§ **Prompt**
Among the entries below, tally each line containing "coffee"; respond with the total only.

------ Material provided

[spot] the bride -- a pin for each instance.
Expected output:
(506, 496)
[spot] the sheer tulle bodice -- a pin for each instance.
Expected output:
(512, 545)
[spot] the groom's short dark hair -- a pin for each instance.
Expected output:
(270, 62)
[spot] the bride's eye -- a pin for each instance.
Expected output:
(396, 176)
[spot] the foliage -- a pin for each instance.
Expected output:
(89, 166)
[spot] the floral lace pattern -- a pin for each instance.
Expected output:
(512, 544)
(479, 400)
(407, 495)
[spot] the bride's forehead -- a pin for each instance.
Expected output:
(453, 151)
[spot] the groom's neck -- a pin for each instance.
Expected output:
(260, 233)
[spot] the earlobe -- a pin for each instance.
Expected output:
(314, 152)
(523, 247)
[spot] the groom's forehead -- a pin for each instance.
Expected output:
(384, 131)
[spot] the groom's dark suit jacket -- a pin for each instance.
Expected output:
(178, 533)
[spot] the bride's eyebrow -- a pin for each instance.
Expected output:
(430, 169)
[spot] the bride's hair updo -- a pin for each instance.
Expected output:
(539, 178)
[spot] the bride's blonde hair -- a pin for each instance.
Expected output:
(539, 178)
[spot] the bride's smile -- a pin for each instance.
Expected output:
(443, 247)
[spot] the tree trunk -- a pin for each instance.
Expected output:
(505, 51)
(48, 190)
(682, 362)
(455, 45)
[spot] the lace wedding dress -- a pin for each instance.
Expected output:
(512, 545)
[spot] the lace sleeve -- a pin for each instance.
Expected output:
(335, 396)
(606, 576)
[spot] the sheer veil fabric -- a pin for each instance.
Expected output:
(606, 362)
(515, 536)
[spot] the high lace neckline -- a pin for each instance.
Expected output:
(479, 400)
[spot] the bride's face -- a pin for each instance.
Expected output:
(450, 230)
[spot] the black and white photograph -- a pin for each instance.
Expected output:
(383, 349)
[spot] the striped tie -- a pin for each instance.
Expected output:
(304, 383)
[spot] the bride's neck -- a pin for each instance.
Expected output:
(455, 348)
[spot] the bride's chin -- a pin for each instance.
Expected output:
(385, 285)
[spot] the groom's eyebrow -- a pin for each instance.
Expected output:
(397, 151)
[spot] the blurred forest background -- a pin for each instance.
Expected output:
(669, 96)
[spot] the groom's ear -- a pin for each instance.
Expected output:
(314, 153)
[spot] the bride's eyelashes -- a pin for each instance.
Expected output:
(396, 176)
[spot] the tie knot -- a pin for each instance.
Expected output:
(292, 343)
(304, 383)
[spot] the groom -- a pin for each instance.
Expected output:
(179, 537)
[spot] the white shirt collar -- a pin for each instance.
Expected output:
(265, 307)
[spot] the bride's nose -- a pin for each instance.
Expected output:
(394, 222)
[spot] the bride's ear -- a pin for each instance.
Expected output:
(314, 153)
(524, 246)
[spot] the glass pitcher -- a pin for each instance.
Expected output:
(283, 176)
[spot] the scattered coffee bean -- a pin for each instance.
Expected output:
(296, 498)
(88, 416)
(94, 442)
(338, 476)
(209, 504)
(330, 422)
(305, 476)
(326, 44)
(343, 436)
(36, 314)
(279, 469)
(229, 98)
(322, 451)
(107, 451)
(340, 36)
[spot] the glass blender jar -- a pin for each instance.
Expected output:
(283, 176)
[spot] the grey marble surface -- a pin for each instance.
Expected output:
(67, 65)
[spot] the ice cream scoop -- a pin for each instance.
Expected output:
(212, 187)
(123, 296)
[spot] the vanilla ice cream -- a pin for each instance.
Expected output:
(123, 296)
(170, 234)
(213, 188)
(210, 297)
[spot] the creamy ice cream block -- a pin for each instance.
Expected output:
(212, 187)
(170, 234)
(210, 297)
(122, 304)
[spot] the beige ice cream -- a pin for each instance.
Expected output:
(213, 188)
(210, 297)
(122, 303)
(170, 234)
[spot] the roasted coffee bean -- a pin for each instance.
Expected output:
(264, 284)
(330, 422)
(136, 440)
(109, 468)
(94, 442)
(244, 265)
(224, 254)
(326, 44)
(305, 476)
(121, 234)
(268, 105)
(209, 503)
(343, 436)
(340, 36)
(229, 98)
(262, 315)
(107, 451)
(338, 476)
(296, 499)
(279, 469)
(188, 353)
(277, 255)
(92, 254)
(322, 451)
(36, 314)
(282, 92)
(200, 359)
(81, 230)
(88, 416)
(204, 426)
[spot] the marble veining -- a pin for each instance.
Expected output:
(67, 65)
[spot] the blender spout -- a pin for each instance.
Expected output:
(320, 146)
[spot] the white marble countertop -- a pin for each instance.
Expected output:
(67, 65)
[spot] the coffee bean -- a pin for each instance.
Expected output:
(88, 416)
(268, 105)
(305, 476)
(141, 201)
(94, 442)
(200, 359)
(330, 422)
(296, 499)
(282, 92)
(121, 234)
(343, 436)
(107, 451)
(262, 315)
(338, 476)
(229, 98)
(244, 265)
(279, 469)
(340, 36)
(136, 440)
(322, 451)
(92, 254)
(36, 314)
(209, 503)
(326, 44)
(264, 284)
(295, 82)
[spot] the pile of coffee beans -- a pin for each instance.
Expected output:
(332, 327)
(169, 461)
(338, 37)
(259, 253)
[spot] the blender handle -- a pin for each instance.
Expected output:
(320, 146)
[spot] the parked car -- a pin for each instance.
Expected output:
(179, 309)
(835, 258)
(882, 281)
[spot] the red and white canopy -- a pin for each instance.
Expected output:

------------

§ **Output for this task**
4